Complete the following:
1. Transcribe the passage of the US Open report between "Medvedev had earlier" and "grabbed a towel.", inclusive.
2. According to the US Open report, what was the score of Alcaraz's quarter-final win over Zverev?

Document extract:
==============================

Carlos Alcaraz powered into the semi-finals of the US Open on Wednesday as rival Daniil Medvedev battled through a brutal heatwave to join the Spaniard in the last four.
Defending champion Alcaraz moved to within one win of a potential dream final with Novak Djokovic with an emphatic straight sets victory over German 12th Alexander Zverev.
Zverev had emerged as a dark horse after a marathon five-set win over Italy's sixth seed Jannik Sinner on Monday.
But the German's hopes of extending his stay in New York were obliterated by a devastatingly clinical performance from Alcaraz, who completed a 6-3, 6-2, 6-4 win in 2hr 30min on the Arthur Ashe Stadium court.
The victory leaves the 20-year-old Alcaraz firmly on course for another final showdown with 23-time Grand Slam champion Djokovic after their Wimbledon classic in July.
Djokovic faces unseeded American Ben Shelton in Friday's other semi-final.
"I'm feeling really comfortable playing on this court, playing in New York," said Alcaraz, who will face Russian third seed Medvedev in the semi-finals on Friday.
"I'm feeling strong. I think I'm ready for a great battle against Medvedev," added Alcaraz, who has dropped just one set en route to the last four.
Medvedev had earlier secured his place in the semi-finals with a 6-4, 6-3, 6-4 victory over compatriot Andrey Rublev in punishing, furnace-like conditions that the Russian said endangered players.
New York has been sweltering in a heatwave this week, with high humidity and temperatures at Flushing Meadows on Wednesday hitting 35 degrees Celsius (95 Fahrenheit).
Tournament organisers confirmed that extreme heat measures were in effect for the quarter-final -- but Medvedev was clearly unimpressed.
At one point during the third set, the 2021 US Open champion muttered to a nearby TV camera "one player is going to die and they're going to see" as he grabbed a towel.
"The conditions were brutal. The only good thing is that both players suffer, so it's tough for both of us," Medvedev said after his victory in 2hr 48min.
"At the end of the first set I kind of couldn't see the ball anymore. I kind of just played with sensations."
Both Medvedev and Rublev attempted to cool down during changeovers by wrapping towels packed with ice around them, while Medvedev could be seen puffing from an inhaler.
- Zheng left in shade -
Wednesday's play got under way earlier in blazing sunshine on Arthur Ashe, where China's Zheng Qinwen struggled before being overwhelmed by second seed Aryna Sabalenka 6-1, 6-4.
Zheng said the partially closed roof on Arthur Ashe -- a move designed to protect spectators from the sun -- had caused her problems, making it hard to focus on the ball with shadows darkening part of the court.
"I hate that different half-shadow, half-sun," Zheng said. "Because I feel that's also bad, I mean, my eyes."

==============================

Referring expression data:
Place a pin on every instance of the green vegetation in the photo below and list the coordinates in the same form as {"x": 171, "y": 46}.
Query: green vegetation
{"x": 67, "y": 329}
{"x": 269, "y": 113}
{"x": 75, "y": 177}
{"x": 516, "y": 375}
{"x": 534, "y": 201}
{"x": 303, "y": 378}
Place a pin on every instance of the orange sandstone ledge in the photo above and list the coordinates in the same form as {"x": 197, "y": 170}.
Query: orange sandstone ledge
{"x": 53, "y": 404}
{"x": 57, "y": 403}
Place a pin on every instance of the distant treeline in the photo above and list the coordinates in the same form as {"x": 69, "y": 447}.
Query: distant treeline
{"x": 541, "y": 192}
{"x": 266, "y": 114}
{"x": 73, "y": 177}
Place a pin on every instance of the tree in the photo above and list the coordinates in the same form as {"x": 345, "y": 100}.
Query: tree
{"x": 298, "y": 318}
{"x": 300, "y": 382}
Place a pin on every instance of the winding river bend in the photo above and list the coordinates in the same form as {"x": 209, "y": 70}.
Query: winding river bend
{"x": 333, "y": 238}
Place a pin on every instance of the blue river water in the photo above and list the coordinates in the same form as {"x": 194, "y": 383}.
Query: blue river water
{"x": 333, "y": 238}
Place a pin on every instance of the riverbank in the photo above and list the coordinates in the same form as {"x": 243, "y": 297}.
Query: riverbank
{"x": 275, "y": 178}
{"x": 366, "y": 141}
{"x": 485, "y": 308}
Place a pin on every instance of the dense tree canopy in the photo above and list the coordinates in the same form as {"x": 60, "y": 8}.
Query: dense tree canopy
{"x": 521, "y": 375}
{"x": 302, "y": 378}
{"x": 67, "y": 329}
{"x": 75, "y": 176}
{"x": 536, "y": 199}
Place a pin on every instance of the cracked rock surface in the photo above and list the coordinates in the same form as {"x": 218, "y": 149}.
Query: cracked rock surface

==============================

Answers below:
1.
Medvedev had earlier secured his place in the semi-finals with a 6-4, 6-3, 6-4 victory over compatriot Andrey Rublev in punishing, furnace-like conditions that the Russian said endangered players.
New York has been sweltering in a heatwave this week, with high humidity and temperatures at Flushing Meadows on Wednesday hitting 35 degrees Celsius (95 Fahrenheit).
Tournament organisers confirmed that extreme heat measures were in effect for the quarter-final -- but Medvedev was clearly unimpressed.
At one point during the third set, the 2021 US Open champion muttered to a nearby TV camera "one player is going to die and they're going to see" as he grabbed a towel.

2. 6-3, 6-2, 6-4